• Amanda Davis

The impact of a hurricane: One person’s experience with Hurricane Katrina

Updated: Aug 13

Author’s Note: This is an article I wrote for an assignment in my Master’s program.  It ended up being three times as long as it needed to be, so I’m posting it here in order to be able to share the entire story, rather than just a part of it.  If the writing seems different than my normal style, it’s because that’s what the assignment required.


Hurricane Katrina is one of those events that people talk about and everyone remembers what they were doing when they first heard the storm made landfall.  In that aspect, it is similar to the death of Princess Diana or the assassination of John F. Kennedy.  But Hurricane Katrina was very different because it impacted millions of people all along the Gulf coast and far into the rest of the United States.


When most people think of Hurricane Katrina, they think of the devastation they saw on the news in New Orleans and the flooding that happened after the levees were breached.  Josh Davis has a unique perspective of the hurricane, as he lived a half-block from the beach in Long Beach, Mississippi.  This interview explores a lesser known, but still very real, experience of someone who escaped Hurricane Katrina’s wrath from the beach in Mississippi, but still lost everything.


Making the Decision to Leave

Davis didn’t watch a lot of news around the time of the hurricane, but his friends had started talking about it.  Hurricane Ivan had been the previous fall and he had evacuated during that storm, so he knew the drill.  Only when he saw people boarding up the windows of the local K-Mart, did it really hit him that something significant was likely going to occur.


Conversations for about half a week prior to the storm making landfall were dominated with talk of preparations and evacuation.  “People were talking about whether or not they had family inland and where they were going to go,” Davis said. “Since I lived a half-block from the beach, many of my neighbors were talking about what to do with their 2nd car and their animals.”


Based on the forecast, there wasn’t ever really any question about whether or not he would be evacuating. It was more a matter of when.  Davis lived in a complex of rental townhomes and spoke with his landlord about the plans for boarding up the properties.  They came to board things up on Friday and Davis left town very early Sunday morning to beat the anticipated high volume of evacuation traffic.  Davis knew the manager of the poker room at the Grand casino in Tunica, Mississippi, who was able to get him a room at the casino hotel, where he stayed for five days.


What to Take

Since he had been through an evacuation before, he already knew which items he would be taking with him and what he would leave behind.  Davis worked from a home office, so he knew that he needed to take equipment to be able to continue working.  He packed 2 computers, four computer monitors, a large monitor stand, power strips and modems, as well as a week’s worth of clothes into his small Chevy Blazer.  He also packed important documents, like his passport, and a folder of personal mementos.  “I didn’t take a lot,” he said.


He remembers specifically, one piece of clothing he took with him.  “I took my B.U.M. brand sweatshirt I bought in Wichita when I was in high school,” he said.

== Stored rows ==
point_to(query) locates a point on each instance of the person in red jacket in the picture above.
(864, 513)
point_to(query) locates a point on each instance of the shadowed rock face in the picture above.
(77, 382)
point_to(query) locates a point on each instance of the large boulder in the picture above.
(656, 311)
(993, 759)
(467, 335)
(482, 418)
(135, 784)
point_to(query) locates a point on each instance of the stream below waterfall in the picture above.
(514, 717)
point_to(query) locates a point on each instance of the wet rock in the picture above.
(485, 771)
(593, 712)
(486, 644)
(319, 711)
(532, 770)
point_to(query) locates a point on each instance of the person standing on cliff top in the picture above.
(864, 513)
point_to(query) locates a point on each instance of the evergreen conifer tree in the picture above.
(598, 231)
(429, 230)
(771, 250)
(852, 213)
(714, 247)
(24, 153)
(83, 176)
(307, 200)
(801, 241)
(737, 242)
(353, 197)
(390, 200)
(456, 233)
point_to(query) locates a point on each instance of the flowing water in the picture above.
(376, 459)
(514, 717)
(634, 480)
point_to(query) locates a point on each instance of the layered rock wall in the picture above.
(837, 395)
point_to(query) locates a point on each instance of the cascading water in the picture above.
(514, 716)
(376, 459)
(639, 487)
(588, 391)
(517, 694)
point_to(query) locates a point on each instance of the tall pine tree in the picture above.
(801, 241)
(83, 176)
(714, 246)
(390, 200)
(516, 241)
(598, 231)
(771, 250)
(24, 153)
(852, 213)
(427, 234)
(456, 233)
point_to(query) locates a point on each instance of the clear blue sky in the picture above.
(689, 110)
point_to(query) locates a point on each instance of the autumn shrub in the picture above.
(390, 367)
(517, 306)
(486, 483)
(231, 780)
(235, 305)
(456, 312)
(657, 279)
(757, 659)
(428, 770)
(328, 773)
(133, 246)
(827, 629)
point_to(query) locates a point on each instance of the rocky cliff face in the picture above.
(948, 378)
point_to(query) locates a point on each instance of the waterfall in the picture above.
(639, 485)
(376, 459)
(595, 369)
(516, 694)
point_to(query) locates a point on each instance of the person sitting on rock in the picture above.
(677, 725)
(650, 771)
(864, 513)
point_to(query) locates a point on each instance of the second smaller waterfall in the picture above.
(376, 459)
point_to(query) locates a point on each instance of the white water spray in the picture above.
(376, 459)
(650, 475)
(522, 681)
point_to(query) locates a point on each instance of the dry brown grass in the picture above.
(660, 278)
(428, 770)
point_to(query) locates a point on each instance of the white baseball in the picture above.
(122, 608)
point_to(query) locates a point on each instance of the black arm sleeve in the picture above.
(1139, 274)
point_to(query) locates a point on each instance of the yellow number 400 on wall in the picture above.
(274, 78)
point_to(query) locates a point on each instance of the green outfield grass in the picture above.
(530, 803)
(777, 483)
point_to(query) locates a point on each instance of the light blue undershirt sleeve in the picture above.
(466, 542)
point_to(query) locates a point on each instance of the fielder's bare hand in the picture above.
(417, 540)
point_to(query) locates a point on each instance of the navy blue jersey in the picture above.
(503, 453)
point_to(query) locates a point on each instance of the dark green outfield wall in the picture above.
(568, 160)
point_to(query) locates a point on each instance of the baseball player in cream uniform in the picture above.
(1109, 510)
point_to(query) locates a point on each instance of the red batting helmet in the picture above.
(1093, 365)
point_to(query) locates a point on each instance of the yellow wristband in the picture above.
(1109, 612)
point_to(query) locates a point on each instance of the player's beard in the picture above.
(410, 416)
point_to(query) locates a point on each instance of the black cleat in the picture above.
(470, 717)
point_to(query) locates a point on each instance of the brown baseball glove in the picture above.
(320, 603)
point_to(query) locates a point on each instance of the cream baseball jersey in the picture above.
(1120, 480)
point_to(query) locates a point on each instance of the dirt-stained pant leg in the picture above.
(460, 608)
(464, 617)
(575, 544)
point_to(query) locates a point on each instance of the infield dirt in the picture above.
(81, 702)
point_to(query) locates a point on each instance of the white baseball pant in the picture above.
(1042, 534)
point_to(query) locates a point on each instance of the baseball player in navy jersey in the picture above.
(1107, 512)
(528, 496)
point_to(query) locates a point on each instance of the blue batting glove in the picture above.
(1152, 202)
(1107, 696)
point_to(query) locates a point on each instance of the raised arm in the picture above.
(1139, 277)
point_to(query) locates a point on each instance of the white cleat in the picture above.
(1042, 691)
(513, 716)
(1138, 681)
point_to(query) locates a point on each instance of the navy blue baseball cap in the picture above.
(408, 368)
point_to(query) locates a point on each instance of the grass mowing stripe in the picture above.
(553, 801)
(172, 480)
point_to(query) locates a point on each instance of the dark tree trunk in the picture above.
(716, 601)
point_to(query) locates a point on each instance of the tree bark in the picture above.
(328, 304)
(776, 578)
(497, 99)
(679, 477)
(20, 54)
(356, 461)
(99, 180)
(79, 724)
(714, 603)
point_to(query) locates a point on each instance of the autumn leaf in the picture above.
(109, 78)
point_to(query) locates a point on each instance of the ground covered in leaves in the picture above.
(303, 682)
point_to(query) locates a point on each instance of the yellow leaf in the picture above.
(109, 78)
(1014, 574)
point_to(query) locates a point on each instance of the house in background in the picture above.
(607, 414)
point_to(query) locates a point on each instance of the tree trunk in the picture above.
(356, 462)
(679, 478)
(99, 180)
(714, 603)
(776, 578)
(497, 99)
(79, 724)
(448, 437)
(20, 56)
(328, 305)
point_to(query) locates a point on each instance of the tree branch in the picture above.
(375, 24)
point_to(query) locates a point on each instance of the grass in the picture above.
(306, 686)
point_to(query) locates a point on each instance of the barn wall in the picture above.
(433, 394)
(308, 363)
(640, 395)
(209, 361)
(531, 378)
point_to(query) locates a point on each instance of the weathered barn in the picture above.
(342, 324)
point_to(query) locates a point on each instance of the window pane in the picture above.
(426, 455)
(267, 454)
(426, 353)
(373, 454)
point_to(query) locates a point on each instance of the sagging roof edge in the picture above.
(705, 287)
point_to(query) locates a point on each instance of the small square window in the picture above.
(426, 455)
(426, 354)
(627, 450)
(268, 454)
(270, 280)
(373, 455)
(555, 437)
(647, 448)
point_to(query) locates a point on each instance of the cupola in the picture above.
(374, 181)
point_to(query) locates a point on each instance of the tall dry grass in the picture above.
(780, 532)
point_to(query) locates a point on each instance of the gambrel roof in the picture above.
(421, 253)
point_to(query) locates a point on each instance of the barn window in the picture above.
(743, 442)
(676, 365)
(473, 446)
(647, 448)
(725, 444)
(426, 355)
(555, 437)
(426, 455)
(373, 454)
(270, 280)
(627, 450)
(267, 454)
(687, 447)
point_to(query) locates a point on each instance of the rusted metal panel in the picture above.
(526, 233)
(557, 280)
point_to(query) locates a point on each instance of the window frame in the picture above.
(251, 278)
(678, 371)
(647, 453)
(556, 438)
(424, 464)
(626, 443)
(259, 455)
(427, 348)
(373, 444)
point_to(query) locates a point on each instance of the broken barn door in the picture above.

== Task A ==
In the Hurricane Katrina article, rewrite the paragraph beginning "Since he had been through an evacuation before" as a short list, keeping its main facts.
== Task B ==
Resume the Hurricane Katrina article after its last sentence, carrying on in the same interview style.

== Exercise response A ==
- Davis had evacuated before, so he already knew what to take and what to leave.
- He worked from a home office and needed equipment to keep working.
- Into his small Chevy Blazer he packed:
  - 2 computers and four computer monitors
  - a large monitor stand
  - power strips and modems
  - a week's worth of clothes
  - important documents, such as his passport
  - a folder of personal mementos
- In his words: "I didn't take a lot."

== Exercise response B ==
Although he didn’t take much with him, he did put a lot of thought into how he wanted to leave his house.  Davis spent several days moving items from the first floor of his townhouse to the second floor, to try to avoid the flooding that was sure to happen.  “I hauled over 2,000 CDs, my whole glass art collection, basically anything that wasn’t nailed down or too big to move, upstairs.  I figured if I got everything to the 2nd floor, it would still be salvageable,” Davis remembered.


Davis had just purchased a brand new bedroom set, so he put everything he could on top of the bed before he left town.  The only items that remained on the first floor were the television, couches, dining room table, brand new washer and dryer and items in the kitchen cabinets.


Recalling the items he left behind, if he had it to do over again, Davis would have taken pieces of his glass art and CD collections.  “With my limited space, if I had known how bad it was going to be, I would have taken my CDs and I would have taken the time to pack up three or four pieces of my glass art collection.”


Staying Behind

Davis didn’t personally know anyone in his neighborhood who stayed behind.  “Quite a few people went inland a mile, ten miles, or an hour.  Anyone who stayed in my neighborhood would have died.  Everything was gone.  I was a half-block from the beach and there were no structures remaining, just concrete foundations.”  About a mile inland from the beach, there was an elevated railroad track that helped keep much of the storm surge from impacting the rest of Long Beach, but anything that was between the beach and the railroad track was destroyed by the storm surge.  “Even today, very little of what was there before has been rebuilt,” Davis said.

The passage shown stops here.